> **Extracted records**:
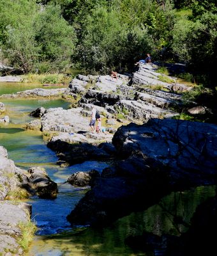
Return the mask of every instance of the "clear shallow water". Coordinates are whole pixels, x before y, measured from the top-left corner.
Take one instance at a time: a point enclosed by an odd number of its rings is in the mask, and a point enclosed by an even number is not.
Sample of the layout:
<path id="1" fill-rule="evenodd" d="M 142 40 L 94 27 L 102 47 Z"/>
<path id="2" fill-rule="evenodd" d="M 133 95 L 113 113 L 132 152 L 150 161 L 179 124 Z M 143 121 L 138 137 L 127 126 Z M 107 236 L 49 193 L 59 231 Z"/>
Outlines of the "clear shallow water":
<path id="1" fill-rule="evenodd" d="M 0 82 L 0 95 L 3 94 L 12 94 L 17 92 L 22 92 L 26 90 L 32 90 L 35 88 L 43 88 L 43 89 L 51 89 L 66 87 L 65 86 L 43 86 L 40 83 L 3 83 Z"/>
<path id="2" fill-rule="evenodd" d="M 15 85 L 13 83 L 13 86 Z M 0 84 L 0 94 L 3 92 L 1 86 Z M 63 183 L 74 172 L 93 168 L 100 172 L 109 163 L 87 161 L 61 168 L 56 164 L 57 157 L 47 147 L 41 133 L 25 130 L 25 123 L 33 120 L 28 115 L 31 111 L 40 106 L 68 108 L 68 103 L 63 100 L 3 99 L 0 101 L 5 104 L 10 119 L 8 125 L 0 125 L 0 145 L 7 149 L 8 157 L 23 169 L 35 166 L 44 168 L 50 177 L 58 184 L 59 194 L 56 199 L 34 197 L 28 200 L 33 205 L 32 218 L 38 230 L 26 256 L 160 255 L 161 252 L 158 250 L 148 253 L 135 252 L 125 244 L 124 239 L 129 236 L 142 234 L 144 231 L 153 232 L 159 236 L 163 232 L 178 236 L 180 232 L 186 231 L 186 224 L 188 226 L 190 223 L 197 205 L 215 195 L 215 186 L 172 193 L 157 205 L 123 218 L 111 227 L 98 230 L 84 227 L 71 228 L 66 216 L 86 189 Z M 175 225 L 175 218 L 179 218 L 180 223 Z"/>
...
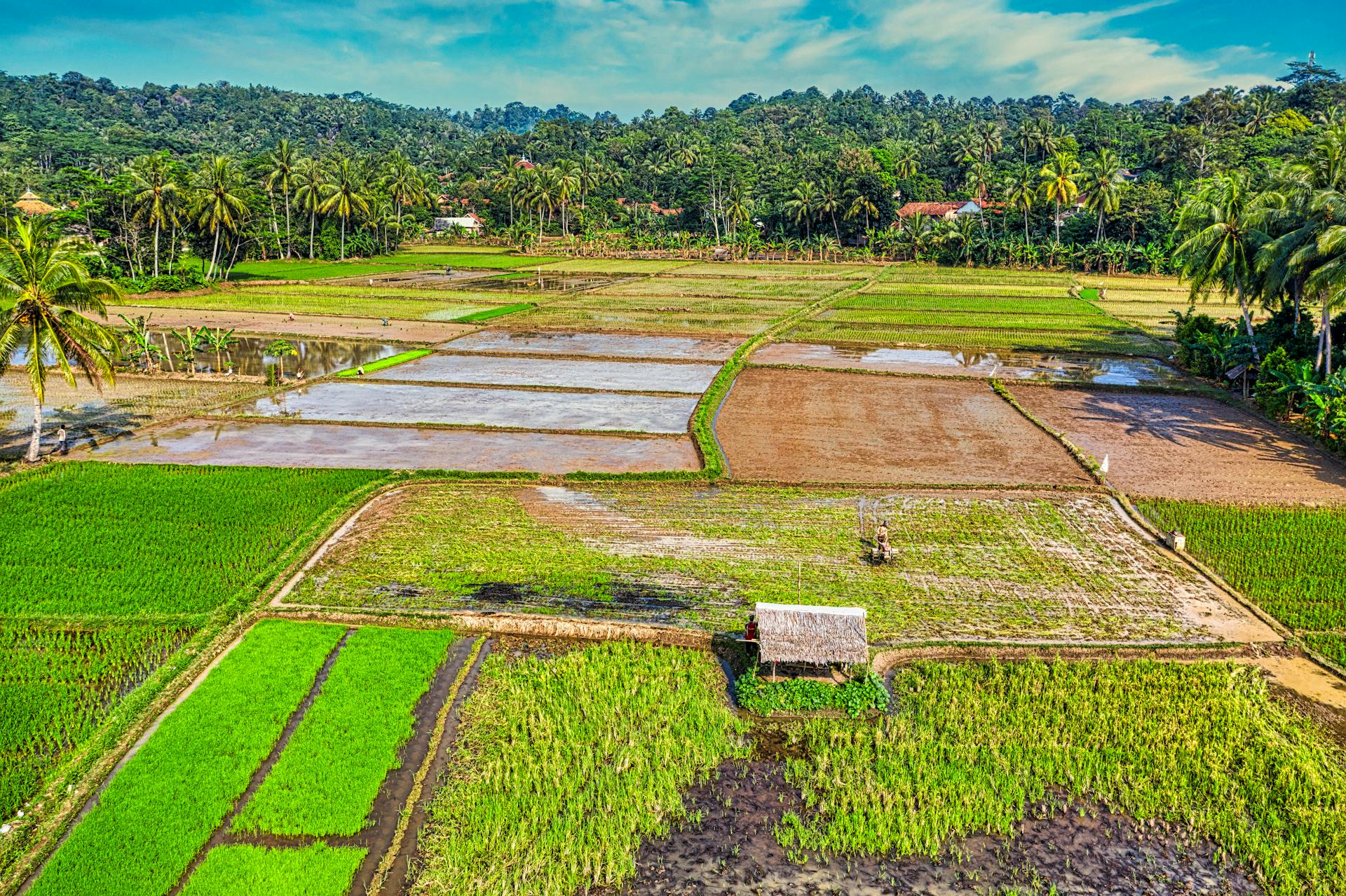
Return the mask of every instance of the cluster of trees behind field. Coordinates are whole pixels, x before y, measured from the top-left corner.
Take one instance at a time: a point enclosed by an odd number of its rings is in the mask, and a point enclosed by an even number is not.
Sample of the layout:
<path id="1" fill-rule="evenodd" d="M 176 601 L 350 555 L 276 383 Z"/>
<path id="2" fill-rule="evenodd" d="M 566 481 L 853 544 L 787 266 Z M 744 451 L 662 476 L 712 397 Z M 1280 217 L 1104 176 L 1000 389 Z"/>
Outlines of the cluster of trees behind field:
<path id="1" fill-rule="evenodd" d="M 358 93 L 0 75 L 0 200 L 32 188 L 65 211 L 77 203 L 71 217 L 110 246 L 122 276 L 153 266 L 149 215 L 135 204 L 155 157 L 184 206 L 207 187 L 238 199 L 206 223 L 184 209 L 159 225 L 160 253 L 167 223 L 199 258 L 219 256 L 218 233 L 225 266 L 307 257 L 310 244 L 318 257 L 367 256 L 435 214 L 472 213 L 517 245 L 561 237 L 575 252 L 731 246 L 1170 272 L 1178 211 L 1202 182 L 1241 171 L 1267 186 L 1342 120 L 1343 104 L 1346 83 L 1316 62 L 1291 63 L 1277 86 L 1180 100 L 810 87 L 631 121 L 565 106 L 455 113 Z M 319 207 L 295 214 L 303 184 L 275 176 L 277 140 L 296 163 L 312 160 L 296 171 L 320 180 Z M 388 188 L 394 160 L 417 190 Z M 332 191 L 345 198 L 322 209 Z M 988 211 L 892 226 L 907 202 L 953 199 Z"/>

> **Instruction**:
Reproduce the material beginning at the line that contains "Return the mask of every instance of the cluster" and ending after the line that contains "200 L 32 188", changing "cluster of trees" to "group of trees" and leaving everything else unaltered.

> **Solution**:
Return the mask of every instance of the group of trees behind field. Coordinates are whole pixels, x before y, measured from the top-left corner.
Take one instance at a time: a point enclosed by an odd number of its rings is in the mask, and a point enclosed by an even number is not.
Sample of the layout:
<path id="1" fill-rule="evenodd" d="M 176 601 L 350 555 L 276 383 Z"/>
<path id="2" fill-rule="evenodd" d="M 566 481 L 853 544 L 787 266 Z M 744 451 L 662 476 L 712 397 Z M 1280 217 L 1104 176 L 1000 389 Z"/>
Outlines of the group of trees behind field:
<path id="1" fill-rule="evenodd" d="M 358 93 L 0 75 L 0 200 L 32 188 L 65 211 L 77 203 L 71 217 L 110 246 L 122 276 L 153 266 L 149 215 L 135 204 L 155 157 L 184 206 L 207 187 L 238 199 L 206 223 L 184 209 L 159 225 L 160 253 L 167 223 L 199 258 L 219 256 L 218 233 L 225 266 L 307 257 L 310 244 L 318 257 L 367 256 L 435 214 L 472 213 L 517 245 L 561 237 L 575 252 L 731 246 L 1170 272 L 1178 211 L 1202 182 L 1241 171 L 1267 186 L 1342 120 L 1343 104 L 1346 83 L 1316 62 L 1291 63 L 1277 86 L 1180 100 L 810 87 L 631 121 L 565 106 L 455 113 Z M 319 207 L 295 214 L 303 184 L 275 176 L 277 140 L 296 163 L 312 160 L 296 171 L 320 180 Z M 388 188 L 394 160 L 417 190 Z M 332 191 L 345 198 L 322 209 Z M 988 211 L 892 226 L 907 202 L 953 199 Z"/>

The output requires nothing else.